Reproduce the entries below verbatim, omitting the pictures from your response.

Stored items

|---|

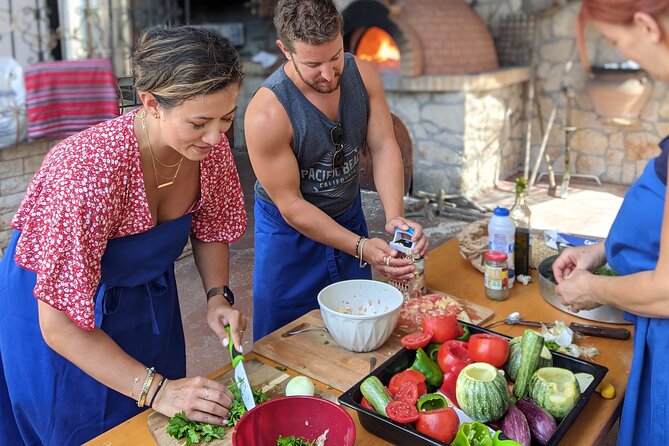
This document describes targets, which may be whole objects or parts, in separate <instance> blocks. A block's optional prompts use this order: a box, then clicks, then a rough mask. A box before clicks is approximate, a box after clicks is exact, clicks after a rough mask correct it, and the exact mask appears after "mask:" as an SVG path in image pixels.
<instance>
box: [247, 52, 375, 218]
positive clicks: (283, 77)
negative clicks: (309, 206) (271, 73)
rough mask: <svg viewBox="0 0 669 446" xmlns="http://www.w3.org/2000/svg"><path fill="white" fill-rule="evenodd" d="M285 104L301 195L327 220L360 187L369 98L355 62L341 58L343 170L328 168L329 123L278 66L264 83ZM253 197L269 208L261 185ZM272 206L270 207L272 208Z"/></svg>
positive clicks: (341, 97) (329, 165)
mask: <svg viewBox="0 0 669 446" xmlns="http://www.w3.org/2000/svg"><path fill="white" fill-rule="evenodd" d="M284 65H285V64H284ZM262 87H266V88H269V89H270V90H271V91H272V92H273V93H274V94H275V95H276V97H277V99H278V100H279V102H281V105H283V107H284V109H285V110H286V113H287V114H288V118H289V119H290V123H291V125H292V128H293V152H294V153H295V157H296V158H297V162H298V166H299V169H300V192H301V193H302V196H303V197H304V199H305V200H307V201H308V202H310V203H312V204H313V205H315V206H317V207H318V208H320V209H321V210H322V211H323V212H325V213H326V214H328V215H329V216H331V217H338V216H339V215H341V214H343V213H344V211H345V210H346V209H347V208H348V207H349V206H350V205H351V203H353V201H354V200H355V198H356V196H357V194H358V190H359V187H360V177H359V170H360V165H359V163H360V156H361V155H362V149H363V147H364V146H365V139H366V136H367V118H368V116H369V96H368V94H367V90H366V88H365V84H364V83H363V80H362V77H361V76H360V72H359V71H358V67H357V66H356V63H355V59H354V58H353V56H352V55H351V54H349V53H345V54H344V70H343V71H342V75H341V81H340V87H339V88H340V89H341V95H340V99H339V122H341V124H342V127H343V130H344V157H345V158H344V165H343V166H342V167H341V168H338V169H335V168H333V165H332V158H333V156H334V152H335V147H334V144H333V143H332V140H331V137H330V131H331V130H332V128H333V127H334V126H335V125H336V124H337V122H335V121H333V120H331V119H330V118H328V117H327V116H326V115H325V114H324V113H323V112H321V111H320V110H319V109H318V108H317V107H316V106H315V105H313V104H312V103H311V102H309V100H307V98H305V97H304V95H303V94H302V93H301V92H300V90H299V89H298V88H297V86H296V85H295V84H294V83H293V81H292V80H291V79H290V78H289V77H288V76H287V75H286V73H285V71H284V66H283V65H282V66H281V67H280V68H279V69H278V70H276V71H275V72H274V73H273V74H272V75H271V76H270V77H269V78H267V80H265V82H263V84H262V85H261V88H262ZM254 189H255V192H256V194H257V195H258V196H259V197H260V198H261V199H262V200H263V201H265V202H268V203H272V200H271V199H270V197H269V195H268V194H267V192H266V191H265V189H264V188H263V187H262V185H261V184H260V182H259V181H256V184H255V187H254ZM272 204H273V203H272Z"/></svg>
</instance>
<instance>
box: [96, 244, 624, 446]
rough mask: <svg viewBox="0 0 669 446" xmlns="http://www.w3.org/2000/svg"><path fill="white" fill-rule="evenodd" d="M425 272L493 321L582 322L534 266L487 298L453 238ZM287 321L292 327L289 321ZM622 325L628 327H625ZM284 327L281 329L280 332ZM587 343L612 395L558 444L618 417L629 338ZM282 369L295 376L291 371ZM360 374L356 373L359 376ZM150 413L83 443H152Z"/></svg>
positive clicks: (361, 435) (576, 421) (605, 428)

|---|

> [Worked solution]:
This document describes targets, which may be whole objects or parts, in separate <instance> blocks. A block's optional prompts use this order: a box, then clicks, then a rough mask. A box before clicks is approximate, a box after clicks is exact, clicks after a rough mask correct it, and the exact mask appears after "mask:" as an SVG path in image pixels.
<instance>
box: [247, 52, 375, 218]
positive clicks: (283, 77)
negative clicks: (309, 206) (271, 73)
rough mask: <svg viewBox="0 0 669 446" xmlns="http://www.w3.org/2000/svg"><path fill="white" fill-rule="evenodd" d="M285 104L301 195L327 220L360 187L369 98L355 62L341 58L343 170L328 168L329 123L278 66L264 83ZM253 197L269 208L261 185ZM272 206L270 207L272 208Z"/></svg>
positive clicks: (341, 97) (329, 165)
mask: <svg viewBox="0 0 669 446" xmlns="http://www.w3.org/2000/svg"><path fill="white" fill-rule="evenodd" d="M284 65H285V64H284ZM262 87H266V88H269V89H270V90H271V91H272V92H273V93H274V94H275V95H276V97H277V99H278V100H279V102H281V105H283V107H284V109H285V110H286V113H287V114H288V118H289V119H290V123H291V125H292V128H293V152H294V153H295V157H296V158H297V162H298V166H299V169H300V192H301V193H302V196H303V197H304V199H305V200H307V201H308V202H310V203H312V204H313V205H315V206H317V207H318V208H320V209H321V210H322V211H323V212H325V213H326V214H328V215H329V216H331V217H338V216H339V215H341V214H343V213H344V211H345V210H346V209H347V208H348V207H349V206H350V205H351V203H353V201H354V200H355V198H356V196H357V194H358V190H359V187H360V177H359V170H360V165H359V163H360V156H361V155H362V149H363V147H364V146H365V139H366V136H367V118H368V116H369V96H368V94H367V90H366V88H365V84H364V83H363V80H362V77H361V76H360V72H359V71H358V67H357V66H356V63H355V59H354V58H353V56H352V55H351V54H349V53H345V54H344V70H343V71H342V75H341V81H340V87H339V88H340V89H341V95H340V99H339V122H341V124H342V127H343V130H344V157H345V158H344V165H343V166H342V167H341V168H338V169H335V168H333V165H332V158H333V156H334V152H335V147H334V144H333V143H332V140H331V137H330V131H331V130H332V128H333V127H334V126H335V125H336V124H337V122H335V121H333V120H331V119H330V118H328V117H327V116H326V115H325V114H324V113H323V112H321V111H320V110H319V109H318V108H317V107H316V106H315V105H313V104H312V103H311V102H309V100H307V98H305V97H304V95H303V94H302V93H301V92H300V90H299V89H298V88H297V86H296V85H295V84H294V83H293V81H292V80H291V79H290V78H289V77H288V76H287V75H286V73H285V71H284V66H283V65H282V66H281V67H280V68H279V69H278V70H276V71H275V72H274V73H273V74H272V75H271V76H270V77H269V78H267V80H265V82H263V84H262V85H261V88H262ZM254 189H255V192H256V194H257V195H258V196H259V197H260V198H261V199H262V200H263V201H265V202H268V203H272V200H271V199H270V197H269V195H268V194H267V192H266V191H265V189H264V188H263V187H262V185H261V184H260V182H259V181H256V184H255V187H254ZM272 204H273V203H272Z"/></svg>
</instance>
<instance>
box: [96, 244, 624, 446]
rough mask: <svg viewBox="0 0 669 446" xmlns="http://www.w3.org/2000/svg"><path fill="white" fill-rule="evenodd" d="M425 272L493 321L582 322L534 266L487 298L453 238ZM287 321L292 327L289 321ZM622 325L628 327H625ZM284 327L281 329L280 332ZM587 343L612 395L558 444L618 417L629 338ZM282 369L295 376L291 371ZM360 374L356 373L359 376ZM150 413L83 443H152Z"/></svg>
positive clicks: (361, 435) (576, 421) (605, 428)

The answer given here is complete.